Your instructions: From the line containing "Annotation spec v3.2 — gable: box" to the last line of the records, please reproduce every line exactly and nothing more.

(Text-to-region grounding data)
:::::

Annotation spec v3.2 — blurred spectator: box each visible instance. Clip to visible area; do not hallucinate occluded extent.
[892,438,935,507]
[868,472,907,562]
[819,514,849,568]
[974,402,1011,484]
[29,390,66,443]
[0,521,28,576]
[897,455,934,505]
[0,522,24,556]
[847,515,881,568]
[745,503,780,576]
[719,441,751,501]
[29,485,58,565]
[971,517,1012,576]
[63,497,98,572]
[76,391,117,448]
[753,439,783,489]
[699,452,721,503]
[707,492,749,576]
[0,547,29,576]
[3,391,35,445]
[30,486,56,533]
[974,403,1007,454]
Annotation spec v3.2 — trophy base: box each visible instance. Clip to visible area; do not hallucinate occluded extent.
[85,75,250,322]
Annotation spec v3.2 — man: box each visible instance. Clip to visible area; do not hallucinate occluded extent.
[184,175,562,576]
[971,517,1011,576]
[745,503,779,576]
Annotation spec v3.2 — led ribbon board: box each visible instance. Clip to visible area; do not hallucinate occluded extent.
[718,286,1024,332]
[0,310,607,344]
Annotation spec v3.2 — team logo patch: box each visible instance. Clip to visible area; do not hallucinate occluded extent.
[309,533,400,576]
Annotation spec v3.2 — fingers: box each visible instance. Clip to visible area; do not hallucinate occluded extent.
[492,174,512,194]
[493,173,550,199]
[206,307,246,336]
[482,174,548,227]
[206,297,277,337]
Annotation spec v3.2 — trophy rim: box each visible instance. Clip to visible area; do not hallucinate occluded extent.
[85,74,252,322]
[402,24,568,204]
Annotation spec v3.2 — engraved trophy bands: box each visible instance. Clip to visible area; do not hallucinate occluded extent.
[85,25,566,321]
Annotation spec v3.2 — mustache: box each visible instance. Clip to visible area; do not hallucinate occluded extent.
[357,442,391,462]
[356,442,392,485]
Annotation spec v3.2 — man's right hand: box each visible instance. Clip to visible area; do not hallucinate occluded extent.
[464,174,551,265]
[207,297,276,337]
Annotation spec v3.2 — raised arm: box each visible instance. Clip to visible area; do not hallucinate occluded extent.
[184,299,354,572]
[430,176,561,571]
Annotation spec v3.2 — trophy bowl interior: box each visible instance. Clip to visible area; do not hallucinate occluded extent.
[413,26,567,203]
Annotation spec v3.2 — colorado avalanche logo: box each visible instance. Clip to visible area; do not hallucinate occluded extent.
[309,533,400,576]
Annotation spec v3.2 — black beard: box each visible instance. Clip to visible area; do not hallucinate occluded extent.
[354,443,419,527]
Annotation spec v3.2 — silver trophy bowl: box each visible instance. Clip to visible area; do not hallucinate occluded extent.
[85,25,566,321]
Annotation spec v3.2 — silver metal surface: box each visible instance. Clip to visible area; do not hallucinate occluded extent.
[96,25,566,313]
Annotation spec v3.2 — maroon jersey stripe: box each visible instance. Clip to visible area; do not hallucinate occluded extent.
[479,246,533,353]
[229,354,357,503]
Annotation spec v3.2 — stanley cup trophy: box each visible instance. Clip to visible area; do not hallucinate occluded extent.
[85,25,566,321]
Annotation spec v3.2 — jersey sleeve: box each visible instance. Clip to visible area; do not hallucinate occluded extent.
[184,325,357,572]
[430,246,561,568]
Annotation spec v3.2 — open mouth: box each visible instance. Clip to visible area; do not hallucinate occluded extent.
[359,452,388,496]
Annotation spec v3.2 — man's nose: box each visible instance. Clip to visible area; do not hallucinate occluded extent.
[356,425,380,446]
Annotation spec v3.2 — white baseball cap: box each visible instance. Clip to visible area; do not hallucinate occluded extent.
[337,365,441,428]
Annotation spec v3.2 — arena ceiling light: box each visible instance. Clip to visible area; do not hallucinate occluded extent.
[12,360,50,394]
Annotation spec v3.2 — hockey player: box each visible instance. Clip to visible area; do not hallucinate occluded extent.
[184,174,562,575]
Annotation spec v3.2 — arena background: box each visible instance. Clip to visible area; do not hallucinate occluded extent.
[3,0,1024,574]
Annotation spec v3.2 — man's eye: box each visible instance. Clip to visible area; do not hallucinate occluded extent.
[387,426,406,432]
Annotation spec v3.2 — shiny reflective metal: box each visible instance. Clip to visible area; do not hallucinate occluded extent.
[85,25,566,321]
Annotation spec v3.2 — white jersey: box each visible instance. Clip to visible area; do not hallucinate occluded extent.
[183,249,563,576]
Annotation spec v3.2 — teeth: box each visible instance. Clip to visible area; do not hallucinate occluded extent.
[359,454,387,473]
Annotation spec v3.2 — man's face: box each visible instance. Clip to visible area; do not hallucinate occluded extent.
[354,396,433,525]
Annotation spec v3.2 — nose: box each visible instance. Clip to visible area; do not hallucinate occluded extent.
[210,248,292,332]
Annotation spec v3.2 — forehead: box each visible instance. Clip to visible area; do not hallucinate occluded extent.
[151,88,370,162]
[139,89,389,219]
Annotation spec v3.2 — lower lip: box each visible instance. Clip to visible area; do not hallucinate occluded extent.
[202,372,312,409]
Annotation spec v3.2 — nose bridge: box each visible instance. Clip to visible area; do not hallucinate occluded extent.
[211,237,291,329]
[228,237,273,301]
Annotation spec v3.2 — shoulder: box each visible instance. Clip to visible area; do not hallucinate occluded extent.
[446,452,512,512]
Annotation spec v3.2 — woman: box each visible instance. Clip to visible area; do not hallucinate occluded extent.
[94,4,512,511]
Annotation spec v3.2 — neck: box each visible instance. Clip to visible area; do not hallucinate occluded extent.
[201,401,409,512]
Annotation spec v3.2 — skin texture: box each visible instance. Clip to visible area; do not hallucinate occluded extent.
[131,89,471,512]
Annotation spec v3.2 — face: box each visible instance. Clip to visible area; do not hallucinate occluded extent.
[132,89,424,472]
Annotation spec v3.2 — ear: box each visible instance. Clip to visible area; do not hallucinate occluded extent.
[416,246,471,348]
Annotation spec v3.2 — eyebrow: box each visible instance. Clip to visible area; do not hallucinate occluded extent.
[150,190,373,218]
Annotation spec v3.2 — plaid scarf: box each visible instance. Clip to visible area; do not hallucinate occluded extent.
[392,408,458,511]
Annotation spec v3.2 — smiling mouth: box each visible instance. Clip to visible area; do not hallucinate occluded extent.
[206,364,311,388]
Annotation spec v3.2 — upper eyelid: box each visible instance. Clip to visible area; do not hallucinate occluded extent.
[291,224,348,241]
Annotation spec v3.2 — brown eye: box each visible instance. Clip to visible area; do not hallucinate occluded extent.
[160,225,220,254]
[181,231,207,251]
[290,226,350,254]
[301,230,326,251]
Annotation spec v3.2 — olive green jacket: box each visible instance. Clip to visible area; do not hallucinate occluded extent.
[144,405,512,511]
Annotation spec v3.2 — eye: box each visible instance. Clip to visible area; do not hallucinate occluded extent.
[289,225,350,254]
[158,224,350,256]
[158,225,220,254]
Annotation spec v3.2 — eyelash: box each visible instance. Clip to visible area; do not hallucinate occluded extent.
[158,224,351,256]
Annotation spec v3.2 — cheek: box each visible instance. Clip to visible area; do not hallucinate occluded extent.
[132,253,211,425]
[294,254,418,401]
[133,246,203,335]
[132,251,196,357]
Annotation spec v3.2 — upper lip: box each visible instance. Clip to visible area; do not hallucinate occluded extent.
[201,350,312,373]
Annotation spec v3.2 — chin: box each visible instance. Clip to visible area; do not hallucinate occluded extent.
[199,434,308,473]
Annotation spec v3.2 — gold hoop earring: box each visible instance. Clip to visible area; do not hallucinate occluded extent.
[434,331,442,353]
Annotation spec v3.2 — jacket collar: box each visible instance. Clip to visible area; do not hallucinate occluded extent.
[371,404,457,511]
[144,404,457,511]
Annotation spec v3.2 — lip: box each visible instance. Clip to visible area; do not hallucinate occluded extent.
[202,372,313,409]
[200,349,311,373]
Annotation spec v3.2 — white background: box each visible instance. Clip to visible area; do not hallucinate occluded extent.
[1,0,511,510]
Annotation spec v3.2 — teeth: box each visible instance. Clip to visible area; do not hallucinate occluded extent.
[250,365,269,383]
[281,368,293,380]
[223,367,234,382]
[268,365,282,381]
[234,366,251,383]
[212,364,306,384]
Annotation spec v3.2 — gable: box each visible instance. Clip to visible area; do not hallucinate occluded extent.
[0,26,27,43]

:::::

Response box:
Annotation spec v3.2 — gable: box each visible instance. Clip to visible area; do not hallucinate occluded extent.
[0,26,27,43]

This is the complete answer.